* [Text block]:
Constant and steady use of the faculties under a central purpose gives strength and power, while the use of faculties without an aim or end only weakens them. The mind must be focused on a definite end, or, like machinery without a balance-wheel, it will rack itself to pieces.
This age of concentration calls, not for educated men merely, not for talented men, not for geniuses, not for jacks-of-all-trades, but for men who are trained to do one thing as well as it can be done.
Napoleon could go through the drill of his soldiers better than any one of his men.
_Stick to your aim_. The constant changing of one"s occupation is fatal to all success. After a young man has spent five or six years in a dry goods store, he concludes that he would rather sell groceries, thereby throwing away five years of valuable experience which will be of very little use to him in the grocery business; and so he spends a large part of his life drifting around from one kind of employment to another, learning part of each but all of none, forgetting that experience is worth more to him than money and that the years devoted to learning his trade or occupation are the most valuable.

* [Listed entries]:
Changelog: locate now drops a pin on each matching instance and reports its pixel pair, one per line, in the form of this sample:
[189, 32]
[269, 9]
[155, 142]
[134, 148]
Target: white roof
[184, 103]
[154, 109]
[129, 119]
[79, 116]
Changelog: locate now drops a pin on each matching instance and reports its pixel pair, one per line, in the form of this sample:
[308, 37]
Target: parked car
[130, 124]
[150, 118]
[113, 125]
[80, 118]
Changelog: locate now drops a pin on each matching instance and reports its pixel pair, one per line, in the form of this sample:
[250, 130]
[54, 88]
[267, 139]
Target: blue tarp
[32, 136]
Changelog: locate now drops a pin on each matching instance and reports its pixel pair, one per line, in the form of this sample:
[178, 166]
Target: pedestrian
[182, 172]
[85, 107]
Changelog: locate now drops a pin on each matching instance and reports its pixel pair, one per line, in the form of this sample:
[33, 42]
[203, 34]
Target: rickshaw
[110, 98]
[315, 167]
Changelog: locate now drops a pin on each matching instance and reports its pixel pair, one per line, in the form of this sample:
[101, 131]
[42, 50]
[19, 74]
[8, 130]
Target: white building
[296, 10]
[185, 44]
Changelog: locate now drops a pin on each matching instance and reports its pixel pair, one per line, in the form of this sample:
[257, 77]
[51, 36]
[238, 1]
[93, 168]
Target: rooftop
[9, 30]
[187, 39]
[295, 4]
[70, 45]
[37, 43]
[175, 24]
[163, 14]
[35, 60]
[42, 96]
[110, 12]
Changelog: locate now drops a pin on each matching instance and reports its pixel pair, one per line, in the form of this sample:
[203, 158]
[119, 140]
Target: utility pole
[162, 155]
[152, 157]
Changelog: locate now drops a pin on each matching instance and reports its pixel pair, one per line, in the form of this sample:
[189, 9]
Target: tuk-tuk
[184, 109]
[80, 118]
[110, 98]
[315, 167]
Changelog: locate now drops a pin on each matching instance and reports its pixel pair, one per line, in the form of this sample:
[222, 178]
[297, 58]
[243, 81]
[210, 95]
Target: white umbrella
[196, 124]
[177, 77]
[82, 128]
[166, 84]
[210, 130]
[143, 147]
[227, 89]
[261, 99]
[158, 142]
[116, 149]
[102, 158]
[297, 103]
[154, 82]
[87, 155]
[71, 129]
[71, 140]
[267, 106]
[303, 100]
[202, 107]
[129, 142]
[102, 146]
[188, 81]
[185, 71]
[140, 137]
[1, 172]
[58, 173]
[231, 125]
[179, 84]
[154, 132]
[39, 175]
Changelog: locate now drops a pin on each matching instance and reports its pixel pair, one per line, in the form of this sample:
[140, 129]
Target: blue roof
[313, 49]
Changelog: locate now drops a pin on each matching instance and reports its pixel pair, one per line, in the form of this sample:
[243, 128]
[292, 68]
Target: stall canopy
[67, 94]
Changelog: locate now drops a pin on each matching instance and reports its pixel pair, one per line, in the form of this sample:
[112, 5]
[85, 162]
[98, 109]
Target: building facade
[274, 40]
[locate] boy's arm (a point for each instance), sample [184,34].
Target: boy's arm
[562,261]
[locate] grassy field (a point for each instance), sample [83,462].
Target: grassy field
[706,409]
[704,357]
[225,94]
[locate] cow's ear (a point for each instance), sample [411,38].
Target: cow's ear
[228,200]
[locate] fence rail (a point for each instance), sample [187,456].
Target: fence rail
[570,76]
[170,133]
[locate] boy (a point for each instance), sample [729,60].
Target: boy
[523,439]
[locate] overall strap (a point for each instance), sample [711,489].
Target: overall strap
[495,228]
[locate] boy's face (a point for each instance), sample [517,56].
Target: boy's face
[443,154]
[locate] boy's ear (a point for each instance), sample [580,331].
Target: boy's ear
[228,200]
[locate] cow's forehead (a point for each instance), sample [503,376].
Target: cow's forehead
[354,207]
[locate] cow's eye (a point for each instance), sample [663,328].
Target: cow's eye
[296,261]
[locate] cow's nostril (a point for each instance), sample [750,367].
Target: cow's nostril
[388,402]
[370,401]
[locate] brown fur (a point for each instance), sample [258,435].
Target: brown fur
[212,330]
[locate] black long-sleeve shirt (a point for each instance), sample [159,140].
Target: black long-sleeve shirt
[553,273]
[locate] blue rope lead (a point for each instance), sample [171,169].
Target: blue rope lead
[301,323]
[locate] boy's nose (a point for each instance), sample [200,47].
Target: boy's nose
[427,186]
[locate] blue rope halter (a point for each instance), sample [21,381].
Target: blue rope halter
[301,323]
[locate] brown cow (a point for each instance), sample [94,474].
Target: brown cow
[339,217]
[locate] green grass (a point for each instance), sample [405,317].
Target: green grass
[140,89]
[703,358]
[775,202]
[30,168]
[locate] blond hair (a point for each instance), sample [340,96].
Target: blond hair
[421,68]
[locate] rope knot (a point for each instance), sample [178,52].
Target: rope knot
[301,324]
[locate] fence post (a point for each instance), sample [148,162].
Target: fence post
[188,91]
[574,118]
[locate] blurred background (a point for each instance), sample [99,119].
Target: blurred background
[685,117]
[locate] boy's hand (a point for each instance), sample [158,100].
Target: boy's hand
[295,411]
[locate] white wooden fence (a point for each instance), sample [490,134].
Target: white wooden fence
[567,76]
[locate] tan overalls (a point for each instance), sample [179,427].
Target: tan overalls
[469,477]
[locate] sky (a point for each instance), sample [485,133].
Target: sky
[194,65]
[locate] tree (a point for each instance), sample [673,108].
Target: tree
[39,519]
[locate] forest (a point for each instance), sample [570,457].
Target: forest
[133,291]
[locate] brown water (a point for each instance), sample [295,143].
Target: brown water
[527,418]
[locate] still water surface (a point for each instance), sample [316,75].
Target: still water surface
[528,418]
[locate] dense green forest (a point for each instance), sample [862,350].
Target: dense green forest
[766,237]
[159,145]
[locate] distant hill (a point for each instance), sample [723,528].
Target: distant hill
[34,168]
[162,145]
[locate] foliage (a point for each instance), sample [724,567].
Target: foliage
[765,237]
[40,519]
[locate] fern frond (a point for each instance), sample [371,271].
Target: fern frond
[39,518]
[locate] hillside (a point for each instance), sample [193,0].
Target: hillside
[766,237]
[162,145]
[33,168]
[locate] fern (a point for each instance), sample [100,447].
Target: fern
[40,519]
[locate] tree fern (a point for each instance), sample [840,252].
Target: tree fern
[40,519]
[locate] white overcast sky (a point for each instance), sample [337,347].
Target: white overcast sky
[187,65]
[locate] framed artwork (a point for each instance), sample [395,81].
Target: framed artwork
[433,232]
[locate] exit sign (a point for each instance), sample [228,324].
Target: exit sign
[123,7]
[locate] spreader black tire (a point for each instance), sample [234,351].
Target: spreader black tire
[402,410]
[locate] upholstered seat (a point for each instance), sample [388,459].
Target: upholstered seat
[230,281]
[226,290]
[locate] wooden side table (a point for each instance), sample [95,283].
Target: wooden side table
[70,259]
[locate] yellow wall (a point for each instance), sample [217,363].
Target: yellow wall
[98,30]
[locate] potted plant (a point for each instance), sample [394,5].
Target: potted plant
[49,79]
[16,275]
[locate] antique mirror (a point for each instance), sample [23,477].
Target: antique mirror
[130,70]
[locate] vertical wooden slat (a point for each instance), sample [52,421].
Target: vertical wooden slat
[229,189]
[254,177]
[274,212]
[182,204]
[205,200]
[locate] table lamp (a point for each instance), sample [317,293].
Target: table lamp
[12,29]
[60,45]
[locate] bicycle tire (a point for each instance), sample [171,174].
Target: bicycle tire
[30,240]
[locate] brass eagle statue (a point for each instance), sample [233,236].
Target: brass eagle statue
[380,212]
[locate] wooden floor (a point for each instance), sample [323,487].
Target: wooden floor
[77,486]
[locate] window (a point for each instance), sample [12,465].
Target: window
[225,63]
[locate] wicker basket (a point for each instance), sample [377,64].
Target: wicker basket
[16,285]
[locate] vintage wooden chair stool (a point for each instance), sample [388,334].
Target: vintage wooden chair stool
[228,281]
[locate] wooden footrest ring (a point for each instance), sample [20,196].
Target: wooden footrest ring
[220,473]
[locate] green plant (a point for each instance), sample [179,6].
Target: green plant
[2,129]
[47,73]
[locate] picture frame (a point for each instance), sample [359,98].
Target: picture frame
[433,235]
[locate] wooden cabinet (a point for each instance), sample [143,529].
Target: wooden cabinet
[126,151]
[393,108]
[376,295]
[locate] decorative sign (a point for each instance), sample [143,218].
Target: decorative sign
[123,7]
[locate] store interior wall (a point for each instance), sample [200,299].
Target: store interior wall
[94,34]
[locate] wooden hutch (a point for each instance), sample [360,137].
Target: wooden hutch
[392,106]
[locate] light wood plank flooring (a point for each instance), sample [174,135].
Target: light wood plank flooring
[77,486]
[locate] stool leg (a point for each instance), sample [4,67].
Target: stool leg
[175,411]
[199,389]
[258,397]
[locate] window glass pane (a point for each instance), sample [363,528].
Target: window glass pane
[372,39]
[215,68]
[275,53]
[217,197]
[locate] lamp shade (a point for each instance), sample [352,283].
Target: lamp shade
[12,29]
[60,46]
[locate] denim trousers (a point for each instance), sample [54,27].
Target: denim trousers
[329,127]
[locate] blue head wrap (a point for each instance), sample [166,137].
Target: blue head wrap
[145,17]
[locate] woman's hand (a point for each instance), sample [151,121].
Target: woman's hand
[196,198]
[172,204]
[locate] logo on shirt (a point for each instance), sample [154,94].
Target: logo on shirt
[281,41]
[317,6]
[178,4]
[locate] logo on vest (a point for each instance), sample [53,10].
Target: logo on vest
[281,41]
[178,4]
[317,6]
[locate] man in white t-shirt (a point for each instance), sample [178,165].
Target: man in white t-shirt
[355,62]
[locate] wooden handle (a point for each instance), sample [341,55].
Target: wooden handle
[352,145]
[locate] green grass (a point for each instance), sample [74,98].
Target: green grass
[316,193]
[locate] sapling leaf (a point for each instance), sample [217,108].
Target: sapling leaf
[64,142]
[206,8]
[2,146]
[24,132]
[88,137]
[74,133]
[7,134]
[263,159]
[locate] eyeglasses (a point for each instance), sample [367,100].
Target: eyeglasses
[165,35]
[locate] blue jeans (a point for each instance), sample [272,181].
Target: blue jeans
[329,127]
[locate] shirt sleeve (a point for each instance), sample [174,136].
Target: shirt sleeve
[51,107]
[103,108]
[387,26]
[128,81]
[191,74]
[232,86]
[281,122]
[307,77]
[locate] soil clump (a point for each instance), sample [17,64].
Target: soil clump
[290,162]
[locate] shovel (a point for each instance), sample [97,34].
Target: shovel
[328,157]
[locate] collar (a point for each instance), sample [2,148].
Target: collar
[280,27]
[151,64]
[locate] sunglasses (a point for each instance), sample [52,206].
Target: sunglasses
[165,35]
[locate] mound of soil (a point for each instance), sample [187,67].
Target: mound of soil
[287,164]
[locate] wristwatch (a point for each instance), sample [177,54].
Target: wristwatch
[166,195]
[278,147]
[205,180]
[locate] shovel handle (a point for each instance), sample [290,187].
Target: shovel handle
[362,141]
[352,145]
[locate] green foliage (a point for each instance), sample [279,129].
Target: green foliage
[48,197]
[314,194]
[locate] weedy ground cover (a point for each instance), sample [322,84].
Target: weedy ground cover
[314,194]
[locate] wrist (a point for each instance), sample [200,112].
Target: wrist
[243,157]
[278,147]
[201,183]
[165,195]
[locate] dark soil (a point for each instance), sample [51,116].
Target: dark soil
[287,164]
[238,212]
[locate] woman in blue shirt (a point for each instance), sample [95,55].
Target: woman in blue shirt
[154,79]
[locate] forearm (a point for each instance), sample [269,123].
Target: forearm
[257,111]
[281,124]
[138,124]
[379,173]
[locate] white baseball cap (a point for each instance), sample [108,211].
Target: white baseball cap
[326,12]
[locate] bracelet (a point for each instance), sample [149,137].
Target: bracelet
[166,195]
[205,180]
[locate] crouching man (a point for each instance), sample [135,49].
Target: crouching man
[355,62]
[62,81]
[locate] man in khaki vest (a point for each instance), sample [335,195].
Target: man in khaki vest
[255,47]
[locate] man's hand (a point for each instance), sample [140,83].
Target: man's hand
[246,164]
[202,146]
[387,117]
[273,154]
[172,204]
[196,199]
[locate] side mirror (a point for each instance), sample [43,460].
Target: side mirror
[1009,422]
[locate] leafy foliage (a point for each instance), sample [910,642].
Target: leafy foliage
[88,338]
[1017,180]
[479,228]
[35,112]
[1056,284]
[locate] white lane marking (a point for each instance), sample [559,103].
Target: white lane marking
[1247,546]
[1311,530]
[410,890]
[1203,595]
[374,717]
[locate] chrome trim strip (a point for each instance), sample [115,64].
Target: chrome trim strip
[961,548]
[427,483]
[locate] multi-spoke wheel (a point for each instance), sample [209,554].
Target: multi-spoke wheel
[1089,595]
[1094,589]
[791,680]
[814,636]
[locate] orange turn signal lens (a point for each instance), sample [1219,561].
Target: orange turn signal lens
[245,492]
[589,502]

* [What is required]: In the text on concentration, who could go through the drill of his soldiers better than any one of his men? The entries are unrelated to the text on concentration.

* [Solved problem]: Napoleon.